— start of SOURCE DATA —

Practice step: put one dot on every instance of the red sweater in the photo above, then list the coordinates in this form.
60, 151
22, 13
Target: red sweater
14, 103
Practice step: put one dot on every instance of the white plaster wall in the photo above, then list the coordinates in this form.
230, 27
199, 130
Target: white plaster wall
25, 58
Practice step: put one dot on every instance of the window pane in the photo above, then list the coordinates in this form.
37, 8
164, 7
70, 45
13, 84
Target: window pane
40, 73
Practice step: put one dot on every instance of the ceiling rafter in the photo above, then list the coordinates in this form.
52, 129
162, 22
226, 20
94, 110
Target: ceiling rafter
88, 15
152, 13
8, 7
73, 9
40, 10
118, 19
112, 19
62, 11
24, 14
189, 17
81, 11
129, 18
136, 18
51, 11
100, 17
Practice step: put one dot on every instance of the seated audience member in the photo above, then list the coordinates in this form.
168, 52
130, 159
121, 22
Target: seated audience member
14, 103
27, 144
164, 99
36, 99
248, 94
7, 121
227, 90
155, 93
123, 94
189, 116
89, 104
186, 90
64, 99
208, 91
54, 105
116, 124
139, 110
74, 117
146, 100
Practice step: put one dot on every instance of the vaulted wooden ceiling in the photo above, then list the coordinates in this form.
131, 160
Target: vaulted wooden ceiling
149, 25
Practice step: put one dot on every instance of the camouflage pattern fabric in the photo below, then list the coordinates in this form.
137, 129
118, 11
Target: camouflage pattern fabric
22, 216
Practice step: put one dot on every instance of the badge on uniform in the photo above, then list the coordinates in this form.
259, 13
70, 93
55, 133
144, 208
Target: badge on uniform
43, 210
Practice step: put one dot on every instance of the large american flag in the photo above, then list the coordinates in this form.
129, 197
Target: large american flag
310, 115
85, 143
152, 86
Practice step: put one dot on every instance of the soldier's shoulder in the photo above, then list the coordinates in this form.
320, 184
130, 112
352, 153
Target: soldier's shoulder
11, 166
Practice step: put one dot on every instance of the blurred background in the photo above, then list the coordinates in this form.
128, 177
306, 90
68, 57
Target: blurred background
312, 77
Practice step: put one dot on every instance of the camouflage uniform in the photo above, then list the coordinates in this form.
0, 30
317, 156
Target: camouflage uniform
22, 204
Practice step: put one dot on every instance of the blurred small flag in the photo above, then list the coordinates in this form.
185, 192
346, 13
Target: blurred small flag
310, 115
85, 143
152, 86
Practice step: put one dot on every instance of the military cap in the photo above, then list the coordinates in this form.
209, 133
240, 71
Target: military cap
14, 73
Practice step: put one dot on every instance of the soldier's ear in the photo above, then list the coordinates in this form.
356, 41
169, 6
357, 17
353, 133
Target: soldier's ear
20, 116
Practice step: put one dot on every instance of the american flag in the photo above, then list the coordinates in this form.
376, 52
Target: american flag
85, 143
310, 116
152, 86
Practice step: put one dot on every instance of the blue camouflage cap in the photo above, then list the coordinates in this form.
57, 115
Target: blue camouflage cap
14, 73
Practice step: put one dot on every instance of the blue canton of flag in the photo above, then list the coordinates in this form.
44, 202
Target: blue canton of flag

— end of SOURCE DATA —

- TASK BRIEF -
Hand back the material above in full, exactly as written.

- FULL OUTPUT -
Practice step: put one dot on every instance of the red sweater in the photo above, then list the coordinates in this form.
60, 151
22, 13
Target: red sweater
14, 103
Practice step: put one dot on every instance of the white plaster wall in the photo above, then list the coordinates in this form.
230, 27
199, 130
Target: white plaster wall
25, 58
Practice step: put one dot on every instance of the window pane in the photo above, then list the coordinates in this form.
37, 8
164, 7
70, 45
13, 84
Target: window pane
40, 73
Practice step: put one dot on every instance of the ceiling rafter in the photo above, then list the coordinates in this form.
52, 129
162, 22
226, 20
94, 110
Target: ceiling rafter
88, 15
152, 13
8, 7
73, 9
40, 10
118, 19
112, 19
62, 11
24, 14
189, 17
81, 11
129, 18
136, 18
51, 11
100, 17
Practice step: put one dot on every instance of the seated audience member in the photo above, then list the coordinates in this form.
168, 52
130, 159
121, 22
Target: seated audience member
14, 103
27, 144
164, 99
36, 99
248, 94
7, 121
227, 90
155, 93
123, 94
189, 116
89, 104
186, 90
64, 99
208, 91
54, 105
116, 124
139, 110
74, 117
146, 100
Practice step: put one dot on every instance of the vaulted wooden ceiling in the photo above, then list the coordinates in this form.
131, 160
Target: vaulted wooden ceiling
149, 25
Practice step: put one dot on every instance of the camouflage pattern fabric in the photo below, then list the coordinates in this form.
137, 129
118, 11
Target: camouflage pattern fabric
22, 216
Practice step: put one dot on every instance of the badge on uniform in the photo above, then list the coordinates in this form.
259, 13
70, 93
55, 133
144, 208
Target: badge on uniform
43, 210
Practice step: put one dot on every instance of the large american flag in the photo above, then list the coordinates in this form.
129, 197
Target: large american flag
310, 115
85, 143
152, 86
Practice step: put one dot on every instance of the soldier's shoulder in the photo above, then list the coordinates in this form.
320, 184
130, 112
352, 153
Target: soldier's shoulder
11, 166
Practice step: put one dot on every instance of the blurred background in the photo above, then list the coordinates in this form.
128, 177
306, 90
68, 57
Target: blurred background
312, 77
Practice step: put one dot on every instance of the camouflage uniform in the photo above, then list the coordinates in this form.
0, 30
317, 156
Target: camouflage uniform
22, 204
Practice step: put one dot on every instance of the blurred small flag in the photo above, then list the coordinates in this form.
185, 192
346, 13
Target: blurred small flag
310, 115
85, 143
152, 86
Practice step: put one dot on every instance of the military cap in the photo above, then list the coordinates in this form.
209, 133
240, 71
Target: military cap
14, 73
Practice step: put one dot on every instance of the soldier's ear in the photo above, then list the coordinates in this form.
356, 41
169, 6
357, 17
353, 133
Target: soldier's ear
20, 116
Practice step: put one dot on every instance of the american flag in the photo above, then list the coordinates in this form.
376, 52
Target: american flag
85, 143
310, 116
152, 86
Practice step: put one dot on every instance of the blue camouflage cap in the photo above, then list the coordinates in this form.
57, 115
Target: blue camouflage cap
14, 73
Practice step: put one dot on every instance of the blue canton of flag in the photo above, then list the coordinates in this form.
44, 202
Target: blue canton of flag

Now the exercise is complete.